■ Extract provided ■
____
Articulating the Female in It Felt Like Love
It Felt Like Love, Eliza Hittman (2013)
About midway through Eliza Hittman's debut feature It Felt Like Love, Lila finds herself at a house party. She's slumped outside the bathroom, having just drunkenly vomited, watching through the crowd as her crush, Sammy, flirts with another girl. Her view is obscured by the muscular contours of other shirtless men; the unnamed girl takes Sammy's hand and leads him toward the bedroom. Through a crack in the door Lila watches, unnoticed, as the girl undresses him. Sammy drawls, "I gotta be up at 6am, can you set my alarm?" "Am I your mother?" she asks, facetiously.
Some time later Lila alerts to the girl exiting the room, and senses an opportunity. She creeps into Sammy's room as he slumbers—sits at the edge of his bed, undoes the clasps of her strapless bra, and lays beside him, stroking the lobe of his pierced ear. Before all this, though, she sets his alarm.
It Felt Like Love, Eliza Hittman (2013)
Such ambivalence between female figures—mother and lover, virgin and tramp—anchors the inquiry posed by It Felt Like Love, an unflinching portrait of an awkward adolescent girl coming-of-age in South Brooklyn. Hittman drains the overwrought genre of its requisite affection; long-lens, shallow-focus cinematography isolates Lila from her environment, while nonprofessional actors speak in the matter-of-fact tones heard in everyday life. Decisively unconcerned with fleeting moments of summer romance, It Felt Like Love instead burrows into uneasy instances of voyeuristic watching.
Lila spends the better part of her time watching her best friend, Chiara, kiss and fondle her boyfriend Patrick, each act of bearing witness reinforcing Lila's obsession with her own lack of experience. As she and Lila walk down the street, Chiara reports, "he went down on me for the first time last week. It was good, but he definitely needs practice." Next, we watch as Lila observes her younger brother flirting with a neighborhood girl, spraying her with a water-gun. When he boasts to Lila that they've kissed, she counters "I met a guy" and co-opts Chiara's experience as her own.
____
(Stored entries)
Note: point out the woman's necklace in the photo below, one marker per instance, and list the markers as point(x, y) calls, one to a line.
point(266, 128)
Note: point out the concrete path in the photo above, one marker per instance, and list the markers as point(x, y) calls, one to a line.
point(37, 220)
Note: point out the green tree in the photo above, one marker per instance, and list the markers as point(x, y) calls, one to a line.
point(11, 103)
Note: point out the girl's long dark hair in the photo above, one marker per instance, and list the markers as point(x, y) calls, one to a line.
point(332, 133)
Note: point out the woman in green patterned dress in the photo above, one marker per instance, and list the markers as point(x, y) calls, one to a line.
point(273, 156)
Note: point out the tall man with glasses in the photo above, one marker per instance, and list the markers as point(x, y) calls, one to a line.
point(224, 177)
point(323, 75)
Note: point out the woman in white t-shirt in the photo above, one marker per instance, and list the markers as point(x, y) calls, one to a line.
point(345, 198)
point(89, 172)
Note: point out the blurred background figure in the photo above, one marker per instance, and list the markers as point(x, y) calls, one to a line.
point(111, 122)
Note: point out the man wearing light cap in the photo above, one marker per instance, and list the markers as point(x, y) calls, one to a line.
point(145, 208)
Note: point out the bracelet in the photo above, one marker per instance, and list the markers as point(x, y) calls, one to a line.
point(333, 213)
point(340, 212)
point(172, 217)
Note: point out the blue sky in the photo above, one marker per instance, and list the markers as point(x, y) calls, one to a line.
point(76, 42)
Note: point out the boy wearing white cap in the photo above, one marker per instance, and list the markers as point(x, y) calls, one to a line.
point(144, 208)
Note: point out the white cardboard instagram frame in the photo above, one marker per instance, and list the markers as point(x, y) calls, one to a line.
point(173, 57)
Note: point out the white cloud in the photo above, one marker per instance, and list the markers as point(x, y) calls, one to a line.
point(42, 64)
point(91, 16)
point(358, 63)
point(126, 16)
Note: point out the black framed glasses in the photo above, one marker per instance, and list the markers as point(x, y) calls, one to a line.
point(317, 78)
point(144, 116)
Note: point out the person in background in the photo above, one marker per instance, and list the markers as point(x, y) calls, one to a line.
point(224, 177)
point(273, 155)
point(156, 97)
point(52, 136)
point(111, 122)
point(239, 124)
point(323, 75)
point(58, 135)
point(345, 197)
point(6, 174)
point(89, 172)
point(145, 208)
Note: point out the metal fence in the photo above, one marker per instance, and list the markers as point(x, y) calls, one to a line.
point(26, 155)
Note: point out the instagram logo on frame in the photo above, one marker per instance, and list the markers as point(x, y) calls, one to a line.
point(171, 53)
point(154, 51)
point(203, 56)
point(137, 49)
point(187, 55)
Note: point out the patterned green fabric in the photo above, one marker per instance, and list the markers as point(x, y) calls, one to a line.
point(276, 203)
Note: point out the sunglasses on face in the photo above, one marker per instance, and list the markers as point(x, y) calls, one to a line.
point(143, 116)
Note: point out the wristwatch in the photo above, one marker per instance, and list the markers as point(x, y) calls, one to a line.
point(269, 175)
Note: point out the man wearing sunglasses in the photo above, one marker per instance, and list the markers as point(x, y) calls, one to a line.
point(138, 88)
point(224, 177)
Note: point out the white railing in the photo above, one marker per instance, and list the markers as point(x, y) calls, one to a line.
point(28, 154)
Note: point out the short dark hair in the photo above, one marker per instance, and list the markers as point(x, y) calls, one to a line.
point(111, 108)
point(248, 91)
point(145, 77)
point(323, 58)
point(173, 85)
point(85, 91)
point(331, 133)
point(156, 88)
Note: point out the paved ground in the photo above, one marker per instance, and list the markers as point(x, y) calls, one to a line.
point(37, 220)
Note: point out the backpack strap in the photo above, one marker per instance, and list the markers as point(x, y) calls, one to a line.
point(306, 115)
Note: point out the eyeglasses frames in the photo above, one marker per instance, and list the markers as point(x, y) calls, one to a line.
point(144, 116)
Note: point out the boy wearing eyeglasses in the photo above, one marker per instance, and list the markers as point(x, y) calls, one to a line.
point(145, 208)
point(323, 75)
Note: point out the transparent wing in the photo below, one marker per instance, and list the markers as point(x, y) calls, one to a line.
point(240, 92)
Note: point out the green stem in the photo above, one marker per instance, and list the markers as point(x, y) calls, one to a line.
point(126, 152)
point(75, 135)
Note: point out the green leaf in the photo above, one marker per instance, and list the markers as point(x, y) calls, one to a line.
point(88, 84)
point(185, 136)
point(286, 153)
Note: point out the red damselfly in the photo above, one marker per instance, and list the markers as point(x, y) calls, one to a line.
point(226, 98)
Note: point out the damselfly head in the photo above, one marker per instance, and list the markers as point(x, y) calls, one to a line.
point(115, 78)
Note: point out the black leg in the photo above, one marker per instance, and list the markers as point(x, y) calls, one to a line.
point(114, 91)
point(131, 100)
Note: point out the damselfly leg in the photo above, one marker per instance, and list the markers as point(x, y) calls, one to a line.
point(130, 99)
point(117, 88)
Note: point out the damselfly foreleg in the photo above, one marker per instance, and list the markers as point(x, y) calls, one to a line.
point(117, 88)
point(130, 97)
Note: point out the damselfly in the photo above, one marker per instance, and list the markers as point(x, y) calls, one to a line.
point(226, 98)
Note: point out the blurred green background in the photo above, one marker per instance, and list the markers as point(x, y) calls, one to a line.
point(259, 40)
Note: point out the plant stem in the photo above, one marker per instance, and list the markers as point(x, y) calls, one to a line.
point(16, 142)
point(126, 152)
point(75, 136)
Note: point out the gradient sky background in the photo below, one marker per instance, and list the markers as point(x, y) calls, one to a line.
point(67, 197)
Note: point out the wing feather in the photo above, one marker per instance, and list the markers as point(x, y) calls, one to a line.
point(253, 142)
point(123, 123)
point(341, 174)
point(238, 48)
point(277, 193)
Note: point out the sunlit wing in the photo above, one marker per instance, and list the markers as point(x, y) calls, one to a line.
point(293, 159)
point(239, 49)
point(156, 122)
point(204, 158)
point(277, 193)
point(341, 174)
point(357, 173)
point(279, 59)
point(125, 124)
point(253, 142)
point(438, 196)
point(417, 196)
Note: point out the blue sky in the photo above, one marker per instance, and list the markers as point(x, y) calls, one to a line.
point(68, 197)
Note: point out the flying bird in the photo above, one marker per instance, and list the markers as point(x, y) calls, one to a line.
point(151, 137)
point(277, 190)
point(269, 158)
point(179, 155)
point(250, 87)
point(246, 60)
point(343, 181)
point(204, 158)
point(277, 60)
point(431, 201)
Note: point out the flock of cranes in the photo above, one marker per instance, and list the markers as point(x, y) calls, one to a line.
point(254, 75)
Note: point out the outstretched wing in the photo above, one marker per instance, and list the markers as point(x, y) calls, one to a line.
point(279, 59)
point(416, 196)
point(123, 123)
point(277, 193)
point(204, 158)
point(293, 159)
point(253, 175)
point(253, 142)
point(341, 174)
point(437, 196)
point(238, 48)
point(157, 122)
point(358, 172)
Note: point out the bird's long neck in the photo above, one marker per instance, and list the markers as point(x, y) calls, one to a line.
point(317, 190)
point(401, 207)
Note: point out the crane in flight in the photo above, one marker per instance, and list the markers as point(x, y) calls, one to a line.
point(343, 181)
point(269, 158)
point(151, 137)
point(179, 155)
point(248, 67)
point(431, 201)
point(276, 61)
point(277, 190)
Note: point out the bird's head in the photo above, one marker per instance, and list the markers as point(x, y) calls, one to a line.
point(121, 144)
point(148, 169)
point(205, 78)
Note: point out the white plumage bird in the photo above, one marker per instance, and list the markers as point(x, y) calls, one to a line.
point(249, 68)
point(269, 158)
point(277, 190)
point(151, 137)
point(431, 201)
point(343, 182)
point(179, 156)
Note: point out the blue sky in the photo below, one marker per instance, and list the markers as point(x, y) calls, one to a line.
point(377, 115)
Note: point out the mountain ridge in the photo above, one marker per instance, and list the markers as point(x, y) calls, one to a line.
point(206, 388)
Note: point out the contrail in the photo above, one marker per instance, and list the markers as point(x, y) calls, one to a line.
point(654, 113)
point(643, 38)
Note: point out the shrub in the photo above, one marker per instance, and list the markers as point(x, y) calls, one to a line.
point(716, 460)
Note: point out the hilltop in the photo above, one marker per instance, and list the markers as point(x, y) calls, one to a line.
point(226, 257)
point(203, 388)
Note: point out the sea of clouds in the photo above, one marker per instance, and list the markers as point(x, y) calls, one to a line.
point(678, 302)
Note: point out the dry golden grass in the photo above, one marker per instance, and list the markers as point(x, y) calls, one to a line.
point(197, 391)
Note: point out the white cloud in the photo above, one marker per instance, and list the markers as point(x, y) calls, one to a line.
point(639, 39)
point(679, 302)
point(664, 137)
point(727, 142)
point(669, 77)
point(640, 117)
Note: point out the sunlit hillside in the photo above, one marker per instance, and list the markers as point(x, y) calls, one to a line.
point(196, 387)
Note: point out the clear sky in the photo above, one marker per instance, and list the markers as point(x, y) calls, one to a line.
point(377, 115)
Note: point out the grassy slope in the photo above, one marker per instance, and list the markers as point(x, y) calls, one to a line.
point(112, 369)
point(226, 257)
____
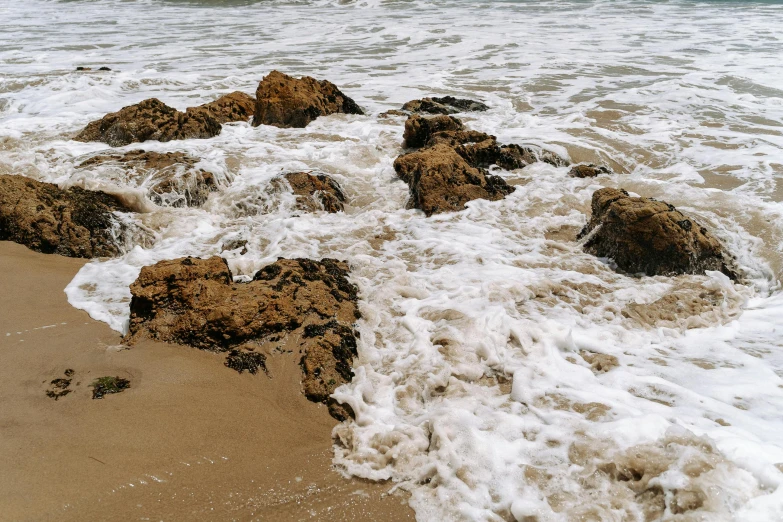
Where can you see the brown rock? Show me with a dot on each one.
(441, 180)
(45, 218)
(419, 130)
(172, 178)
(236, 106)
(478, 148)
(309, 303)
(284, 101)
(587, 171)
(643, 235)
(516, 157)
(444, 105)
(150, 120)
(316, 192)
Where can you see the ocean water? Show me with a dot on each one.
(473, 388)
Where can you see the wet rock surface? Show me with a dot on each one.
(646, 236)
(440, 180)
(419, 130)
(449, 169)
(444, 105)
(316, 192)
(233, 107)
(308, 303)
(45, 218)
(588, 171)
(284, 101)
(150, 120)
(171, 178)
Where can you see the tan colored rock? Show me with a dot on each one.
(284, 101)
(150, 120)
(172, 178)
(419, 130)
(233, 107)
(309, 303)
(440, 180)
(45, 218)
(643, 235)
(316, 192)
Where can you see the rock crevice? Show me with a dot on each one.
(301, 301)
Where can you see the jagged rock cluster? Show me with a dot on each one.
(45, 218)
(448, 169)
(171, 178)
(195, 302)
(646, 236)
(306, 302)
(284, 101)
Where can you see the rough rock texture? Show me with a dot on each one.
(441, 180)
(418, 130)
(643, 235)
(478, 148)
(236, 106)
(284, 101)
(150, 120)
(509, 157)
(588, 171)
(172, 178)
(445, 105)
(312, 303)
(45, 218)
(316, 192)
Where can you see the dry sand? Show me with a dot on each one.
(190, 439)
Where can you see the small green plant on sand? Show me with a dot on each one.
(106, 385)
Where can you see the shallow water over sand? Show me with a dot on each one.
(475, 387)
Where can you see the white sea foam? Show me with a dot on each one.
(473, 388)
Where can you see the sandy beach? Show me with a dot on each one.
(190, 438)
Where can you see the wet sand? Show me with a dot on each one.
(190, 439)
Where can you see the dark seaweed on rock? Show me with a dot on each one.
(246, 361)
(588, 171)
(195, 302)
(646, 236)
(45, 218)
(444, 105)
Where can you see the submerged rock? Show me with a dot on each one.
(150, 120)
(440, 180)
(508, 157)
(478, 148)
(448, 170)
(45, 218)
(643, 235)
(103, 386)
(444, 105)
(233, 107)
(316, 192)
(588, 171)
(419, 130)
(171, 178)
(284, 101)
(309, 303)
____
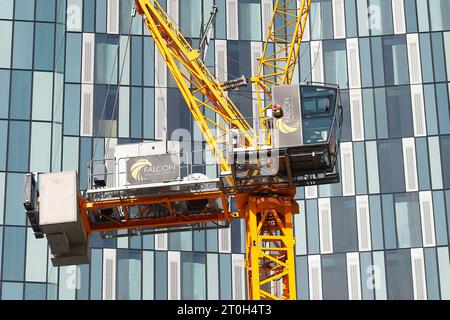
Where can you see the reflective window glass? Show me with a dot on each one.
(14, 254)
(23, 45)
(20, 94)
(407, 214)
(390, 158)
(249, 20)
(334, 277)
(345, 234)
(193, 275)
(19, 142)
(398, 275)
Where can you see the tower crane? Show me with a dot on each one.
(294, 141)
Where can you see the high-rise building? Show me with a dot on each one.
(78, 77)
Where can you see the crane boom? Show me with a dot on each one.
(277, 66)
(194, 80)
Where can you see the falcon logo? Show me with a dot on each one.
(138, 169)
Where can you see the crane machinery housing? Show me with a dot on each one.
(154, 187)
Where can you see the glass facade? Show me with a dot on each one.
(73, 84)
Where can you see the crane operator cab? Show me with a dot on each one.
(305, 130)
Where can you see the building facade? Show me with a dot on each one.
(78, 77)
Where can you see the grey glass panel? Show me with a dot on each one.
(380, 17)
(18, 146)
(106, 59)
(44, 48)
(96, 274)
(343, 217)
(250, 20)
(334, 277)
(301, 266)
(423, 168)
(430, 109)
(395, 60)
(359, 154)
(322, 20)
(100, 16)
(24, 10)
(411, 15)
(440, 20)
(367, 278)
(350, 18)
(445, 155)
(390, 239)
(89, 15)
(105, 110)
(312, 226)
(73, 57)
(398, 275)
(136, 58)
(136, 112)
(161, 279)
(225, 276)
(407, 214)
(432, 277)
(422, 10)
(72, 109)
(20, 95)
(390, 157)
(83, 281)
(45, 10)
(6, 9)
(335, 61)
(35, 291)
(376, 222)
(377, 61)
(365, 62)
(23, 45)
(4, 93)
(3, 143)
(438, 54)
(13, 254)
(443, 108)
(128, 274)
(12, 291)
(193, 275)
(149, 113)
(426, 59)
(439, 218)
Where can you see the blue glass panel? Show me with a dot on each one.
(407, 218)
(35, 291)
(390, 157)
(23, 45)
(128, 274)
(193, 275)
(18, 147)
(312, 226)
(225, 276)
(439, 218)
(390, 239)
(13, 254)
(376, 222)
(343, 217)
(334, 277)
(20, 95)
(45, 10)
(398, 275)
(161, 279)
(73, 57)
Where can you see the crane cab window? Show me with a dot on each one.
____
■ To do ■
1: According to the essay on It Felt Like Love, in what part of New York does the film's adolescent girl come of age?
2: Write out everything in the essay on It Felt Like Love from "Such ambivalence between" down to "of voyeuristic watching.".

■ Solved tasks ■
1: South Brooklyn.

2:
Such ambivalence between female figures—mother and lover, virgin and tramp—anchors the inquiry posed by It Felt Like Love, an unflinching portrait of an awkward adolescent girl coming-of-age in South Brooklyn. Hittman drains the overwrought genre of its requisite affection; long-lens, shallow-focus cinematography isolates Lila from her environment, while nonprofessional actors speak in the matter-of-fact tones heard in everyday life. Decisively unconcerned with fleeting moments of summer romance, It Felt Like Love instead burrows into uneasy instances of voyeuristic watching.